JOBS –
• A. In the tribunal order, why does the Commissioner (Appeals) hold that the Nil rate of special additional duty under Notification No.56/98 depends on meeting the conditions of the listed Notifications, such as Notification No.104/95?
• B. Convert the listing, from the line containing "cover** -> outline each instance" through the end of the listing, into a two-column CSV with columns named instruction and response. Make one row for each instruction and its response, put each in a single quoted field, and replace line breaks with spaces.

ORDER
S.L. Peeran, Member (Judicial)
1. A short question that arises for consideration in this appeal is as to whether the appellants are entitled for full exemption from special additional duty in terms of Rule 13 of Notification No.56/98 as a result of their having fulfilled the conditions of Notification No.104/95-Cus. dt.30.5.95. Before the Commissioner (Appeals), the lower authorities relied on the judgments rendered in their own case vide final order No.729 & 730/99 dt.7.4.99 with regard to the same item imported on which the Customs duty and additional duty had been exempted. Both the authorities have been applied the ratio of the CEGAT final order rendered in the appellants own case. The Commissioner (Appeals) has stated in the impugned order as follows:
“…..The CEGAT order merely holds that exemption under Sl. No.13 of the Notification 56/98 is available for the goods imported in the instant case under Notification No.104/95 but does not state that the conditions specified in Notification No.104/95 need not be fulfilled for this purpose. Going by the wording of the Notification No.56/98, it follows that the SAD at Nil rate is applicable to goods imported under listed Notifications subject to the same conditions that are required to be followed in respect of the listed Notifications, including Notification No.104/95. This becomes all the more obvious from the fact that Serial No.14 of the Table to Notification No.56/98 which levies Nil rate of SAD for imports under Notification No.34/57 (DEPB) indicates no such stipulation with regard to fulfilling any conditions of that Notification, even though Notification No.34/97 also inter alia requires that the DEPB be debited for the exemption from basic customs duty and additional customs duty. As such, I find no infirmity in the order of the lower authority holding that the Nil rate of SAD is subject to the condition that the same debited in the passbook and rejecting the request for re-credit in the passbook.”

DATASET ENTRIES –
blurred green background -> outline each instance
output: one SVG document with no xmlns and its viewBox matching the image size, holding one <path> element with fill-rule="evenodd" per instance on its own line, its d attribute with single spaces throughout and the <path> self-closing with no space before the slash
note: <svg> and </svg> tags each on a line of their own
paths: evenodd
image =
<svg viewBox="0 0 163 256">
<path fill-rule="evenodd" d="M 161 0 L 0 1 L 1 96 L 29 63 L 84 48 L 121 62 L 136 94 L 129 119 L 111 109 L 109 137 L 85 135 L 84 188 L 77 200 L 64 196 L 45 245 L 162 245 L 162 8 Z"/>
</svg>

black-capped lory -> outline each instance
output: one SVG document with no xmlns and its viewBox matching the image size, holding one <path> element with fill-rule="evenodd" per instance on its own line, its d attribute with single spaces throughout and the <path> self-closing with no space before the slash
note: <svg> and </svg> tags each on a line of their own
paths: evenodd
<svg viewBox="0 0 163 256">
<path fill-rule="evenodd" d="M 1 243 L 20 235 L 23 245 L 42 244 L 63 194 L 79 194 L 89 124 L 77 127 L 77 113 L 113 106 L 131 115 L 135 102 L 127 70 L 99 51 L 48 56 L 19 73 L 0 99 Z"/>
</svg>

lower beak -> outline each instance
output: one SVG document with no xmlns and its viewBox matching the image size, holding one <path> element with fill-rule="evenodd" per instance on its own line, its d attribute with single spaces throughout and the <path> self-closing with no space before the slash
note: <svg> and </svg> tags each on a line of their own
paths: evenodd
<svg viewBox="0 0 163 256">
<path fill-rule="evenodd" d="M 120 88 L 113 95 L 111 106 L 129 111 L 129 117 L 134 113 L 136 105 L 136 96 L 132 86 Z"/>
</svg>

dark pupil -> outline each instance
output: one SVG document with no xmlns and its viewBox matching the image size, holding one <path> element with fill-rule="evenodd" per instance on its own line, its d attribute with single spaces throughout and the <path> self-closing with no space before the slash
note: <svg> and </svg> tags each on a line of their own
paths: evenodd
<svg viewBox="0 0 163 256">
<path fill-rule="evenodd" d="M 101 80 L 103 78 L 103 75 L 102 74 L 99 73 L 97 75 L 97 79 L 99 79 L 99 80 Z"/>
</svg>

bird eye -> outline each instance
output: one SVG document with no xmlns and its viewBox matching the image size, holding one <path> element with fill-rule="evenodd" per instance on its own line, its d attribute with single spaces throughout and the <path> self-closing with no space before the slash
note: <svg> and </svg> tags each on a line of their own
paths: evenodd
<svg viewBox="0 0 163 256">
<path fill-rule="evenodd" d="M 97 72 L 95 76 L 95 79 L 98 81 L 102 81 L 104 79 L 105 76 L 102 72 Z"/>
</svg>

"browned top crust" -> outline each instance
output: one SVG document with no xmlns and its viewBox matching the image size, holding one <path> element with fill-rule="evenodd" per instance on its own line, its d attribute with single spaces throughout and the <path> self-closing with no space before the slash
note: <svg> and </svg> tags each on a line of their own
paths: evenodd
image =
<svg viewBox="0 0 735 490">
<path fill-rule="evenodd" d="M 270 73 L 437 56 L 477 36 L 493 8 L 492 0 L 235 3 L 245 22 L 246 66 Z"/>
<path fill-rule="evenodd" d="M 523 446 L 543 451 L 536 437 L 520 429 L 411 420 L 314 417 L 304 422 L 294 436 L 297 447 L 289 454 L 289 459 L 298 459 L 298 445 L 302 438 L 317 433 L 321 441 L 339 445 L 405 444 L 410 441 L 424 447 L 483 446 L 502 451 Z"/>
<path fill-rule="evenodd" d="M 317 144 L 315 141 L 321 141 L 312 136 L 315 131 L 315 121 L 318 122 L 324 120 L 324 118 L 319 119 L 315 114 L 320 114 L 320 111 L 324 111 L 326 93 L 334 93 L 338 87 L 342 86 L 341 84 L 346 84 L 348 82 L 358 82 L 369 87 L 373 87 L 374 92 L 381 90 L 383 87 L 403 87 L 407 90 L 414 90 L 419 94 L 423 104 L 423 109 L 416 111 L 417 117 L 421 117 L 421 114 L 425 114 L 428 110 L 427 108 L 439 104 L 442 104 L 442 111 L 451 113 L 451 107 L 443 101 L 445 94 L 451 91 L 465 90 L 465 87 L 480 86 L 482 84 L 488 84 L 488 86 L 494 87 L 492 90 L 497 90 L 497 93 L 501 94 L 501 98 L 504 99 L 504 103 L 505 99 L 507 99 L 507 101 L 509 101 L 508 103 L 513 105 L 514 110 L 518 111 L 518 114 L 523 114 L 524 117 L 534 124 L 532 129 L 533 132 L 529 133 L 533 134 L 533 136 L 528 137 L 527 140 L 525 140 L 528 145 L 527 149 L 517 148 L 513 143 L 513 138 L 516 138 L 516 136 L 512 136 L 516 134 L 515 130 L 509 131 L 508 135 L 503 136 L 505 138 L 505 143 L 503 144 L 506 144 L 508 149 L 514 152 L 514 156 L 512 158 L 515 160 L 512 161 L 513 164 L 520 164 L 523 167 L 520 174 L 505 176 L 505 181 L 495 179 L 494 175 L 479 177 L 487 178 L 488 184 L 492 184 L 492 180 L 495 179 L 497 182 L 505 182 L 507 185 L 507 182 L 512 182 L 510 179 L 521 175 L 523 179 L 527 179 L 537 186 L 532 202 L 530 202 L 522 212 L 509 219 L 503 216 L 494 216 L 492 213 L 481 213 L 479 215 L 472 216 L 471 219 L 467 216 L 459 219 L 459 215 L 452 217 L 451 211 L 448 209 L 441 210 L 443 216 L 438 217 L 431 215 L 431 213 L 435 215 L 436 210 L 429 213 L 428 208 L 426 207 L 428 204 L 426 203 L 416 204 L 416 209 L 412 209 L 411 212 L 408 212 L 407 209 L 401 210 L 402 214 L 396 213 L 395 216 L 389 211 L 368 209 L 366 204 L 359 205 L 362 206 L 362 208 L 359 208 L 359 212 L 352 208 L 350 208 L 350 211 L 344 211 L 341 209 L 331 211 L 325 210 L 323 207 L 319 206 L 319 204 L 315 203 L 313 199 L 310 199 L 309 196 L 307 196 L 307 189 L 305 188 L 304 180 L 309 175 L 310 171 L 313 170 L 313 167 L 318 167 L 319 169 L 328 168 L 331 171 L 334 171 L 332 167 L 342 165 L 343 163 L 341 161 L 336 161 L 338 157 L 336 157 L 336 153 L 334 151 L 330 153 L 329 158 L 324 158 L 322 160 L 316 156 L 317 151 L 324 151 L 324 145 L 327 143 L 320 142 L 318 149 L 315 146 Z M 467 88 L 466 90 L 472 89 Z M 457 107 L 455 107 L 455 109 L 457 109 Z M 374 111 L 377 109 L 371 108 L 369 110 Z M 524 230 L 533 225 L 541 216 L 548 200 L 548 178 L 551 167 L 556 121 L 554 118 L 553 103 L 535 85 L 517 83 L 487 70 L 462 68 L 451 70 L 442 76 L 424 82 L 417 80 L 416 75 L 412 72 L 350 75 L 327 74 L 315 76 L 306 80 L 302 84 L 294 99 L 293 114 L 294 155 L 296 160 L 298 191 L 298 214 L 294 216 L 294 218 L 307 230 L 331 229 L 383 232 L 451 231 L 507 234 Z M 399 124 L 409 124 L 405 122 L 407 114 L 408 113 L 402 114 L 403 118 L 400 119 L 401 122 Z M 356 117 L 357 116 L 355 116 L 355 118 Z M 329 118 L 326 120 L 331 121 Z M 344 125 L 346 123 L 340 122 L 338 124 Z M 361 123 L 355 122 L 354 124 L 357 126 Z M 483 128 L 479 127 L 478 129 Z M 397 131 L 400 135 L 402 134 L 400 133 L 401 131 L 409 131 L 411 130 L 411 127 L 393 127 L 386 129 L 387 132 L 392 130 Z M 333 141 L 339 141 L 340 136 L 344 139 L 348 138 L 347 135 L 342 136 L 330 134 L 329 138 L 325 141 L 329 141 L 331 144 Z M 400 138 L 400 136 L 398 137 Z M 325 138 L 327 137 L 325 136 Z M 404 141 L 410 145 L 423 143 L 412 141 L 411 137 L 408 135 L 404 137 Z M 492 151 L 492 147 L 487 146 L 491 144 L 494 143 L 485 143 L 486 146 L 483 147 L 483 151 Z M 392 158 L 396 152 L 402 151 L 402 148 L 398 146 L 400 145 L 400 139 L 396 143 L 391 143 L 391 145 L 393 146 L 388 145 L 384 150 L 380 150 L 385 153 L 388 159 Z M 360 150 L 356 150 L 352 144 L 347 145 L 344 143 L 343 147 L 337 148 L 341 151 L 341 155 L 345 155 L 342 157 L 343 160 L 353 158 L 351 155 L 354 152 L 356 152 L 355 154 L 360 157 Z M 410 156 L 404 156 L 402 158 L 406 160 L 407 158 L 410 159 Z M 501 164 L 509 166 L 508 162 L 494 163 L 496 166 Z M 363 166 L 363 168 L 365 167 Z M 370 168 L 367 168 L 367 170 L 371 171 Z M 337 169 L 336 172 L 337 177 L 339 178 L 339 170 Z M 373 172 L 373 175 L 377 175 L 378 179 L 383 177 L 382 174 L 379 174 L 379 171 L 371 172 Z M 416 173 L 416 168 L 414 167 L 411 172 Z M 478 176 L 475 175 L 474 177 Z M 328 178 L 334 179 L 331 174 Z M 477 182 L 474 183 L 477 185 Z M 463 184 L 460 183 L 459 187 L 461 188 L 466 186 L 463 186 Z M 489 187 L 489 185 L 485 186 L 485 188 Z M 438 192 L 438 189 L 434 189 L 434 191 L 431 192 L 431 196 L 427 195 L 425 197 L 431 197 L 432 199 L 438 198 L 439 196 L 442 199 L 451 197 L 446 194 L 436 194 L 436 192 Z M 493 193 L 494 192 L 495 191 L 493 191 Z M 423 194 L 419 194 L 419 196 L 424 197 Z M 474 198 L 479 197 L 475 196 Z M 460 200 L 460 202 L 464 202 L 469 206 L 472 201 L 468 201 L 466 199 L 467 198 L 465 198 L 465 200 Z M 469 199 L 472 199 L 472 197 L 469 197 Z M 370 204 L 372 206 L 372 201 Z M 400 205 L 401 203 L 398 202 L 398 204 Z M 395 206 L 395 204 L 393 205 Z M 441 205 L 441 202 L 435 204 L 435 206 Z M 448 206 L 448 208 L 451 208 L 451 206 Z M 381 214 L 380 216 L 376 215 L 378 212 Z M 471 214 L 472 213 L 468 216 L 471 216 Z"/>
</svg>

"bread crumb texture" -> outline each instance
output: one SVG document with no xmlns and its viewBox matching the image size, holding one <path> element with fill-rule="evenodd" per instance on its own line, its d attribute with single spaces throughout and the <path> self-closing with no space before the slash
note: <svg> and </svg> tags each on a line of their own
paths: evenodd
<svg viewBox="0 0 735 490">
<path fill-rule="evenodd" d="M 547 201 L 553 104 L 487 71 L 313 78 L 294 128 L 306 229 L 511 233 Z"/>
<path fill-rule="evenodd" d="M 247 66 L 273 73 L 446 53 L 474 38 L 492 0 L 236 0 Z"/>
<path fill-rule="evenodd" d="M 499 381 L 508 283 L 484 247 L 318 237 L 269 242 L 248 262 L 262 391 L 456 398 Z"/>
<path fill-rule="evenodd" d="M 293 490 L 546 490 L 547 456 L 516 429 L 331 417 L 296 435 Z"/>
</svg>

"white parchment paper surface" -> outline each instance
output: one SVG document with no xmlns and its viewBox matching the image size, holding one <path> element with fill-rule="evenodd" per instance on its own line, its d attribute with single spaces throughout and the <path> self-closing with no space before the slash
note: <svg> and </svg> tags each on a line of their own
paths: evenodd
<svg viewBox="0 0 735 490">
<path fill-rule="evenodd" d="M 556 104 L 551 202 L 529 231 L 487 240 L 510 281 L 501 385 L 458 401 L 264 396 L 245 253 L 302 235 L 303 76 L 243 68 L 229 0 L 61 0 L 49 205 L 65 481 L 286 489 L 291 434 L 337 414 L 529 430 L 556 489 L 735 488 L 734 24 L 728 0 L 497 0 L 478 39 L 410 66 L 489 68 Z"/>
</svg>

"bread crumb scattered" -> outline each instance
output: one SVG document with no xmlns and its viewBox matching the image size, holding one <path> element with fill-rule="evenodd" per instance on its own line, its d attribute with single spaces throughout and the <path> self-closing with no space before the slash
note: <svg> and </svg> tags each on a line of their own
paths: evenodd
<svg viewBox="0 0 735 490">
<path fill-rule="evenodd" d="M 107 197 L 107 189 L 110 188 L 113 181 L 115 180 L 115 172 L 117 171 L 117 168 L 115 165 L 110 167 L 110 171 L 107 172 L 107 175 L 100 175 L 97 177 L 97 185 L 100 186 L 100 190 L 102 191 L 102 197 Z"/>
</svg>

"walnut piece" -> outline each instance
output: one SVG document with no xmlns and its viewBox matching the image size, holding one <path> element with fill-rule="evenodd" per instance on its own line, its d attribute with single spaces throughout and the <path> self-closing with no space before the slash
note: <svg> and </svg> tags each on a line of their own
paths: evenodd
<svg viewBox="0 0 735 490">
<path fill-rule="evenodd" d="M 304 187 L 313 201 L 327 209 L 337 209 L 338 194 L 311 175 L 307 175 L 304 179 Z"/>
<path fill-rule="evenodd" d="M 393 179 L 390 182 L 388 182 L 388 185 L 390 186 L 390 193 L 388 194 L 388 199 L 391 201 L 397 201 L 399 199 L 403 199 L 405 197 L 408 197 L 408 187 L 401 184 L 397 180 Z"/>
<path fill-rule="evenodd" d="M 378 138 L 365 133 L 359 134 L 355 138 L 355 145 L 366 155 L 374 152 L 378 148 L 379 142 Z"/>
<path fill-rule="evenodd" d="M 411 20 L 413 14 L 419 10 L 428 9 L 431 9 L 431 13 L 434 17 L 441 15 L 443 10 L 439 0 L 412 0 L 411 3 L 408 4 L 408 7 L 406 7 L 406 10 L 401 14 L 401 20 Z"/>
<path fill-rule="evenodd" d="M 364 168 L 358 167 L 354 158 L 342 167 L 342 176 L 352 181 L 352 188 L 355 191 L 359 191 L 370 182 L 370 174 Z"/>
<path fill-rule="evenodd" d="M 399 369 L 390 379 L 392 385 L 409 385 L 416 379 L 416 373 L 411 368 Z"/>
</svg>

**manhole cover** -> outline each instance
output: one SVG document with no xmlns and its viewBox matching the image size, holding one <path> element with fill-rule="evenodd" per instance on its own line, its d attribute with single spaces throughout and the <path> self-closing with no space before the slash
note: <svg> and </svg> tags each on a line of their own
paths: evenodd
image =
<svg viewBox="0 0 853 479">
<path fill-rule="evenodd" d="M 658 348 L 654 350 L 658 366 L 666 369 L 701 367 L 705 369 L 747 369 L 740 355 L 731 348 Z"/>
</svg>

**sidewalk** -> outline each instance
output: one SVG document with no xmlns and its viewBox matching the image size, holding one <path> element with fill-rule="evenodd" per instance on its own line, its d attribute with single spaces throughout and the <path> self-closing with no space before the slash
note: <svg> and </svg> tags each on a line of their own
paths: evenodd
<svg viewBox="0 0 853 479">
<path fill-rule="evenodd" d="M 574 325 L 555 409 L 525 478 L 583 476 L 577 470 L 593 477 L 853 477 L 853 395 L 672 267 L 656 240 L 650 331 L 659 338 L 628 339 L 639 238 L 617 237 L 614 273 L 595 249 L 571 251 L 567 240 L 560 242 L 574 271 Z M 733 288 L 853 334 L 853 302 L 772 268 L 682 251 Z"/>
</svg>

EXERCISE RESPONSES –
• A. The wording of Notification No.56/98 applies the Nil rate of SAD to goods imported under the listed Notifications only subject to the same conditions those Notifications require. The Commissioner adds that this is even clearer from Serial No.14 of the Table. For DEPB imports, that serial number sets no condition of this kind, even though the DEPB notification also requires debiting the DEPB.

• B.
instruction,response
"**manhole cover** -> outline each instance output: one SVG document with no xmlns and its viewBox matching the image size, holding one <path> element with fill-rule=""evenodd"" per instance on its own line, its d attribute with single spaces throughout and the <path> self-closing with no space before the slash note: <svg> and </svg> tags each on a line of their own paths: evenodd image =","<svg viewBox=""0 0 853 479""> <path fill-rule=""evenodd"" d=""M 658 348 L 654 350 L 658 366 L 666 369 L 701 367 L 705 369 L 747 369 L 740 355 L 731 348 Z""/> </svg>"
"**sidewalk** -> outline each instance output: one SVG document with no xmlns and its viewBox matching the image size, holding one <path> element with fill-rule=""evenodd"" per instance on its own line, its d attribute with single spaces throughout and the <path> self-closing with no space before the slash note: <svg> and </svg> tags each on a line of their own paths: evenodd","<svg viewBox=""0 0 853 479""> <path fill-rule=""evenodd"" d=""M 574 325 L 555 409 L 525 478 L 583 476 L 577 470 L 593 477 L 853 477 L 853 395 L 672 267 L 656 240 L 650 331 L 659 338 L 628 339 L 639 238 L 617 237 L 614 273 L 595 249 L 571 251 L 567 240 L 560 242 L 574 271 Z M 733 288 L 853 334 L 853 302 L 772 268 L 682 251 Z""/> </svg>"